(Object position labeling entries)
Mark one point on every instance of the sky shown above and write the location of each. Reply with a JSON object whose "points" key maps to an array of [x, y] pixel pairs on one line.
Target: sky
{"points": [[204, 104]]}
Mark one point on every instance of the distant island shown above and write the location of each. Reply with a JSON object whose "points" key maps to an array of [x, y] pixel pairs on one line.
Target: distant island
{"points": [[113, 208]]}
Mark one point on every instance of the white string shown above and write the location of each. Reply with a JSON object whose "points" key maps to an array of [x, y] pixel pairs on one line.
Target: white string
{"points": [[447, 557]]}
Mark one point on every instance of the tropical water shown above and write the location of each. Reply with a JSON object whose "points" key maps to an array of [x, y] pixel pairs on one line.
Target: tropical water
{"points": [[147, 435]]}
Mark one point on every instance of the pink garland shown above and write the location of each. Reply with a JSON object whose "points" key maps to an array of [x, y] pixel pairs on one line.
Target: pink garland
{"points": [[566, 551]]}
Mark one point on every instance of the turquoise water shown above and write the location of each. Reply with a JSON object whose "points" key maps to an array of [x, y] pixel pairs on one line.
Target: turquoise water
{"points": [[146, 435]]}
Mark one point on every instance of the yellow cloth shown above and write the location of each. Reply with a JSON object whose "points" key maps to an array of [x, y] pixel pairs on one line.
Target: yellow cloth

Required work - Format the entries as a Markdown table with the columns "Row" and "Entry line". Start at the line containing "Mark one point on every instance of the yellow", end with the final line of the entries, and omit any blank lines.

Task solution -
| Row | Entry line |
|---|---|
| 1 | Mark one point on every instance of the yellow cloth shown above and write the location of each. Reply with a JSON object whose "points" key maps to an array of [x, y] pixel pairs on one line. |
| 2 | Target: yellow cloth |